Please retype every record below exactly, leaving the pictures out.

[Referring expression data]
┌──

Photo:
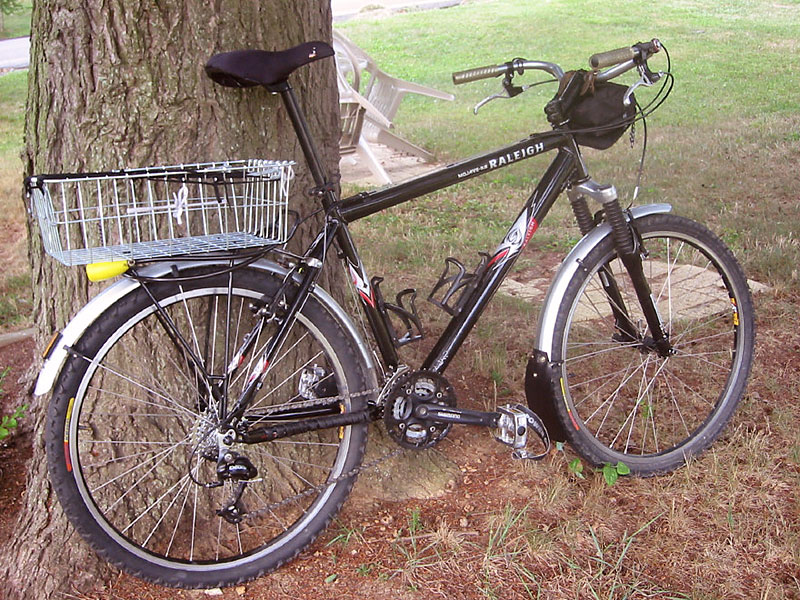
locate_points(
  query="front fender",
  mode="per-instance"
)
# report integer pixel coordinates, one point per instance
(568, 268)
(117, 291)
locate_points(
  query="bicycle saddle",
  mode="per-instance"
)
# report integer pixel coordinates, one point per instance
(248, 68)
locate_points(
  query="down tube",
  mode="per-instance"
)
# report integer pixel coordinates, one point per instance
(552, 184)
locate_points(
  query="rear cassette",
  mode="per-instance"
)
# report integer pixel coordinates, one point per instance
(409, 391)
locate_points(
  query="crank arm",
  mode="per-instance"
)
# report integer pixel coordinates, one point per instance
(460, 416)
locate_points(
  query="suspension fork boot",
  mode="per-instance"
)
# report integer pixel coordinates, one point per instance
(542, 390)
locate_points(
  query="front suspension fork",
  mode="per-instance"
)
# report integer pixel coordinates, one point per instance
(629, 250)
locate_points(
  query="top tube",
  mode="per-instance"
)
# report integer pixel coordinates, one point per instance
(365, 204)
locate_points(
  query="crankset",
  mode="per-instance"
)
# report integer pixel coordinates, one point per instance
(405, 422)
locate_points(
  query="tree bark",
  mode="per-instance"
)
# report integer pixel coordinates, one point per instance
(120, 83)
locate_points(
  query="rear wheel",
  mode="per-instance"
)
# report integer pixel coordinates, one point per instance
(623, 401)
(133, 434)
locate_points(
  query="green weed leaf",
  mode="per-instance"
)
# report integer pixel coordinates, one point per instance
(610, 474)
(576, 467)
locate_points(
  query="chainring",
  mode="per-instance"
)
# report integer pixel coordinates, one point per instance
(410, 390)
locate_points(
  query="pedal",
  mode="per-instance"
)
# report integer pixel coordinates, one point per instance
(456, 283)
(406, 313)
(513, 429)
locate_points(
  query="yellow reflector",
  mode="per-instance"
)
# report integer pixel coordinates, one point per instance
(101, 271)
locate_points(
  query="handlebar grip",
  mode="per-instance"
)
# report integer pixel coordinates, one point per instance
(612, 57)
(479, 73)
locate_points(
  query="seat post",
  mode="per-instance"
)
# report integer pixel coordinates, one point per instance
(300, 124)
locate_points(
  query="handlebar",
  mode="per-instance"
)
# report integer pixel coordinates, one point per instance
(621, 60)
(640, 52)
(518, 65)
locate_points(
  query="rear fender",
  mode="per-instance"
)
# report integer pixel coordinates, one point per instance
(117, 291)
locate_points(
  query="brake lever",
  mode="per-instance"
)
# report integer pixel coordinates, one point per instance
(509, 91)
(646, 78)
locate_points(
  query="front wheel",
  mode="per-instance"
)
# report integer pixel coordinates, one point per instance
(622, 400)
(134, 437)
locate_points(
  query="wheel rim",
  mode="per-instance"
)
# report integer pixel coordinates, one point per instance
(631, 400)
(144, 492)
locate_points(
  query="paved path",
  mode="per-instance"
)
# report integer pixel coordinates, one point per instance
(14, 53)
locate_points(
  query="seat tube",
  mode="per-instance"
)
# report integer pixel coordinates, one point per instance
(309, 148)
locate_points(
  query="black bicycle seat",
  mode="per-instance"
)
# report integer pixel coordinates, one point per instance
(248, 68)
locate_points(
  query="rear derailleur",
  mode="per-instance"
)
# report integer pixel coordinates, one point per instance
(232, 466)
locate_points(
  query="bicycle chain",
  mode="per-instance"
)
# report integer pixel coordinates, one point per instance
(348, 475)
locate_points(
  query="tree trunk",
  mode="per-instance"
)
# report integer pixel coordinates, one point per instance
(119, 84)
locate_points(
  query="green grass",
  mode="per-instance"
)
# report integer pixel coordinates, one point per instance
(18, 23)
(724, 150)
(721, 149)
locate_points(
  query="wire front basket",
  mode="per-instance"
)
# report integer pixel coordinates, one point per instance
(156, 212)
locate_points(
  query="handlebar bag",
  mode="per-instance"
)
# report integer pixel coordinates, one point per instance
(595, 106)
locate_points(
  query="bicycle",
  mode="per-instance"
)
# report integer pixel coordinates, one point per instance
(238, 461)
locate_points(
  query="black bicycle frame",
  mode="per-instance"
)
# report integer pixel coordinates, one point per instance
(564, 168)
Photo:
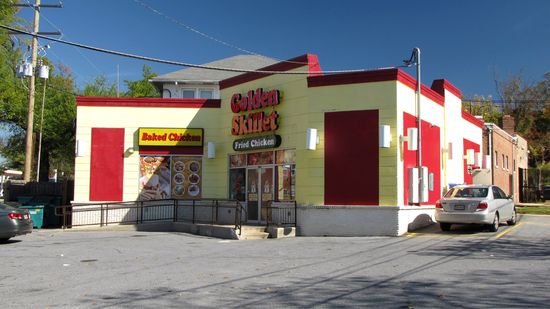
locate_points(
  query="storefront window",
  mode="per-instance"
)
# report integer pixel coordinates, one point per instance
(260, 158)
(286, 182)
(237, 184)
(282, 165)
(164, 177)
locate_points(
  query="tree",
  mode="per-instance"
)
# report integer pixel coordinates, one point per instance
(484, 107)
(142, 88)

└──

_FINISHED EXERCISE:_
Photo:
locate_points(
  query="front fender",
  mode="per-instance"
)
# report integer pixel coordinates, one point per instance
(568, 268)
(117, 291)
locate_points(
  query="bicycle saddle",
  mode="per-instance"
)
# report integer pixel coordinates, one point per instance
(248, 68)
locate_points(
  query="down tube",
  mode="per-instance"
)
# report integer pixel coordinates, one point per instance
(552, 184)
locate_points(
  query="rear cassette",
  mode="per-instance"
)
# report integer pixel coordinates, one point per instance
(409, 391)
locate_points(
  query="crank arm",
  mode="per-instance"
)
# report integer pixel coordinates, one point per instance
(460, 416)
locate_points(
  query="suspension fork boot",
  mode="per-instance"
)
# report integer pixel coordinates, one point per instance
(542, 390)
locate_points(
  query="front suspension fork",
  mode="per-instance"
)
# report integer pixel coordinates, one point per instance
(629, 250)
locate_points(
  query="top tube",
  mode="per-instance"
)
# report integer pixel coordinates, one point per instance
(365, 204)
locate_points(
  query="crankset",
  mode="per-instance"
)
# report integer pixel coordinates, one point per instance
(405, 422)
locate_points(
  query="tree bark",
  mode="per-instance"
)
# report integer pixel coordinates, one point per instance
(120, 83)
locate_points(
  query="rear wheel",
  mode="per-instance"
)
# report integer pixel coordinates, one point per instance
(623, 401)
(133, 434)
locate_points(
  query="green weed leaf",
  mode="per-instance"
)
# report integer pixel coordinates, one point per instance
(610, 474)
(576, 467)
locate_points(
  query="chainring",
  mode="per-instance"
)
# report integer pixel coordinates, one point per instance
(410, 390)
locate_points(
  query="pedal",
  mode="per-instance"
)
# report integer pixel coordinates, one point per instance
(456, 283)
(406, 313)
(513, 429)
locate_points(
  query="yellow reflector",
  mode="per-instance"
)
# report integer pixel coordinates, one point per instance
(101, 271)
locate_points(
  query="handlebar grip",
  mode="per-instance"
)
# report integer pixel coordinates, one point per instance
(612, 57)
(479, 73)
locate_points(
  query="seat post",
  mode="per-instance"
)
# report integer pixel coordinates, one point per instance
(300, 124)
locate_points(
  query="handlebar",
  mode="per-instance"
)
# report integer pixel coordinates, one point per instance
(621, 60)
(640, 52)
(518, 65)
locate_points(
  query="rear fender",
  mode="per-instance"
)
# report integer pixel coordinates, one point per instance
(117, 291)
locate_points(
  query="brake lever",
  mode="per-instance"
)
# report integer pixel coordinates, one point per instance
(509, 91)
(646, 78)
locate_points(
  query="front wheel",
  mode="per-instance"
)
# report integer pixel coordinates, one point per instance
(622, 400)
(134, 437)
locate_points(
  query="wheel rim",
  mode="per-instance"
)
# report integer pixel coordinates, one point per instance
(631, 400)
(144, 492)
locate_points(
  query="paved path",
  mode="per-instance"
)
# report integer pixel coordinates, one point per instance
(14, 53)
locate_points(
  query="seat tube",
  mode="per-instance"
)
# report integer pixel coordinates, one point per instance
(309, 148)
locate_points(
  query="black bicycle seat",
  mode="per-instance"
)
# report integer pixel coordinates, one point per instance
(248, 68)
locate_points(
  query="rear derailleur",
  mode="per-instance"
)
# report integer pixel coordinates, one point per instance
(232, 466)
locate_points(
  query="bicycle chain",
  mode="per-instance"
)
# report integer pixel coordinates, one point per instance
(348, 475)
locate_points(
  query="tree trunk",
  mode="per-instance"
)
# report integer pixel coordinates, one point per instance
(119, 84)
locate_points(
  query="green grass",
  mode="per-instance"
)
# report integer pixel coordinates, one point per instance
(18, 23)
(724, 150)
(721, 149)
locate_points(
  query="wire front basket",
  mode="per-instance"
)
# report integer pixel coordinates, one point per instance
(156, 212)
locate_points(
  query="handlebar bag",
  mode="per-instance"
)
# report integer pixel coordinates, one point per instance
(595, 106)
locate_points(
  query="bicycle",
  mode="per-instance"
)
# report integer pixel coordinates, one point per instance
(238, 461)
locate_points(
  query="black bicycle frame",
  mode="per-instance"
)
# report integer pixel coordinates, one point per instance
(564, 168)
Photo:
locate_points(
  query="storefront window",
  mode="per-instance"
)
# report integer pixel coordinates, one point per instance
(260, 158)
(286, 182)
(237, 184)
(282, 165)
(164, 177)
locate_points(
  query="tree",
  mode="per-instance"
)
# report integer pixel coordinates, one point per instance
(484, 107)
(142, 88)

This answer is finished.